Provided material section start

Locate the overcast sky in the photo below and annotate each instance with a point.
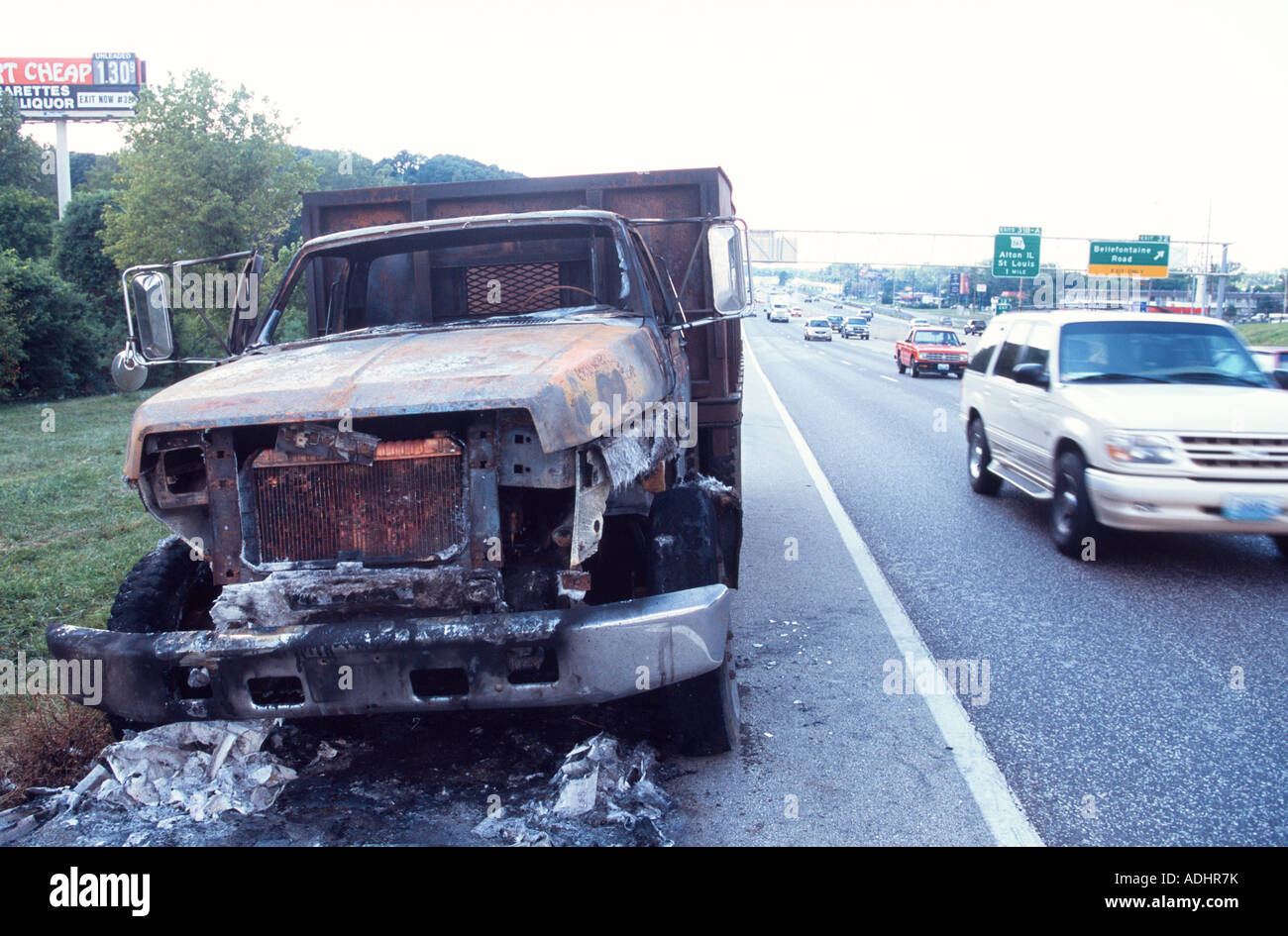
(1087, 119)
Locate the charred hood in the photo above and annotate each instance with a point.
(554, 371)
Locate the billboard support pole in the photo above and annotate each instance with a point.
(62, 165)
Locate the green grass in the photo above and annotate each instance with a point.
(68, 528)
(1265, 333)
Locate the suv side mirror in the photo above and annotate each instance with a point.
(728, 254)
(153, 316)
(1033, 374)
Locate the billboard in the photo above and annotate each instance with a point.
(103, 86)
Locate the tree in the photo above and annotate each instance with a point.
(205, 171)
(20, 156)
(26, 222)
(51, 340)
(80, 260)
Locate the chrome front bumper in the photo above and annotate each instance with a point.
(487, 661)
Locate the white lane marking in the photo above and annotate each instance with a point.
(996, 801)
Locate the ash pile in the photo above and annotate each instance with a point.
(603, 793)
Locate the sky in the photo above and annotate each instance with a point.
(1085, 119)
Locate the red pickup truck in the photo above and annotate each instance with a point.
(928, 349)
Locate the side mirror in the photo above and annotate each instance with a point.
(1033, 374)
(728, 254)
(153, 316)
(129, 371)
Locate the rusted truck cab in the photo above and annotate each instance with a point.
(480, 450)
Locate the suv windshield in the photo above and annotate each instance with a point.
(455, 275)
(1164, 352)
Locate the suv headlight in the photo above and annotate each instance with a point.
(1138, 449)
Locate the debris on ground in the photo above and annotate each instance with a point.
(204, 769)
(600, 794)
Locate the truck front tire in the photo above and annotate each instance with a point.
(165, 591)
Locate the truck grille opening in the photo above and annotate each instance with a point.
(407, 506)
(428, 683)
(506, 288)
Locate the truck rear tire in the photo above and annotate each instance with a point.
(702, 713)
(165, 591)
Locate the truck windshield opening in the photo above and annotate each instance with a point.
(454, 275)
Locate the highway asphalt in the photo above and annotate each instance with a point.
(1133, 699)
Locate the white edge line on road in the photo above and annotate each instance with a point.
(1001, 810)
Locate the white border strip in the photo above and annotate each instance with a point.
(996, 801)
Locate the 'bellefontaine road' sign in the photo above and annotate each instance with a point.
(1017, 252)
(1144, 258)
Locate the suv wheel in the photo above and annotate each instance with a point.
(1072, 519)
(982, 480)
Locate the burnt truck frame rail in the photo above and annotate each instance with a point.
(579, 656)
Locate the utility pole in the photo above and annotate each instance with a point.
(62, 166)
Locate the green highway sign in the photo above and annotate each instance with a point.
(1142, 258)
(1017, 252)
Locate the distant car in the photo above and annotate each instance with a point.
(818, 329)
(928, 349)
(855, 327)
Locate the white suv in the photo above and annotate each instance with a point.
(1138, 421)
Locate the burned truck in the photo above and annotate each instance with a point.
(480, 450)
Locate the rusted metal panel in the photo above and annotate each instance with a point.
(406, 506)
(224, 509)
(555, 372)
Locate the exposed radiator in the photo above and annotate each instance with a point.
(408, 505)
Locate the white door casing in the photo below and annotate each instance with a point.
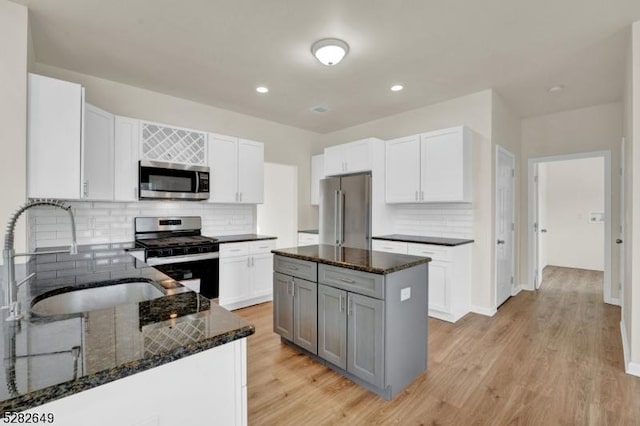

Provided material section end

→ The task
Write out the data once more exactly, omitting the pictures.

→ Task output
Locate the overcast sky in the photo below and annotate each instance with a point.
(1087, 119)
Locate the charred hood in the photo above and annotate each instance with a point.
(554, 371)
Locate the billboard support pole in the photo above and annotate each instance with a point.
(62, 165)
Locate the green grass in the photo above and annotate each instance with a point.
(68, 528)
(1265, 333)
Locate the suv side mirror in the photo above and annotate each instance with a point.
(728, 254)
(153, 316)
(1033, 374)
Locate the billboard in the photo above and annotate each instance with a point.
(103, 86)
Locate the tree in the photo above and annotate each instance with a point.
(205, 171)
(20, 156)
(26, 222)
(51, 340)
(80, 260)
Locate the chrome front bumper in the photo above and annotate each instance with a point.
(487, 661)
Locate the white lane marking in the photo above and annotate each instance with a point.
(996, 801)
Locate the ash pile in the photo above and annotate each instance with a point.
(603, 793)
Locate the sky in the photo above and annotate each instance with a point.
(1085, 119)
Locate the red pickup truck in the photo above and annotate each instance with a point.
(928, 349)
Locate the side mirror in the photo above and annotate each instance with a point.
(1033, 374)
(728, 254)
(153, 316)
(129, 371)
Locate the rusted truck cab in the photo above and annotate each instance with a point.
(480, 450)
Locate the suv windshield in the photo above and annotate each instance with a point.
(455, 275)
(1164, 352)
Locate the suv headlight in the photo above and annotate each instance with a point.
(1138, 449)
Locate the debris on ground in the photo above and annotate each instance with a point.
(204, 769)
(600, 794)
Locate the truck front tire in the photo above and annotate each instance with a point.
(165, 591)
Locate the truck grille opening in the photo above and annotate each instance with a point.
(407, 506)
(428, 683)
(506, 288)
Locate the truck rear tire in the photo above and annotate each instance with a point.
(702, 713)
(165, 591)
Locate the truck windshield opening in the photo above and annotate each instance with a point.
(454, 275)
Locate the highway asphalt in the photo above and annotate each instance with a point.
(1133, 699)
Locate the white edge line on road in the photo above and annotate each instance with a point.
(1001, 810)
Locate the white border strip in the photo above and annotate each instance with a point.
(996, 801)
Locate the 'bellefontaine road' sign in the photo above and annotate each instance with a point.
(1017, 252)
(1144, 258)
Locate the suv wheel in the photo above and annotate each instance with a point.
(1072, 519)
(982, 480)
Locate the burnt truck frame rail in the photo above and annotate each instance with a point.
(579, 656)
Locate the utility pole in the photo above and annotate each instance with a point.
(62, 166)
Locate the green highway sign in the photo above and annotate each instance with a point.
(1142, 258)
(1017, 252)
Locate the distant car in the photo above and annotate each instance with a point.
(818, 329)
(928, 349)
(855, 327)
Locate the white suv in the photo above and annotate each instance with a point.
(1138, 421)
Locate the burned truck in the photo above and annotate each instance with a point.
(480, 450)
Locate the rusted metal panel in the photo above and annotate each instance with a point.
(406, 506)
(224, 509)
(555, 372)
Locate the exposed radiator in the photo above and annotate each instance with a point.
(408, 505)
Locate the white door casing in the photo below and annotate each instance with a point.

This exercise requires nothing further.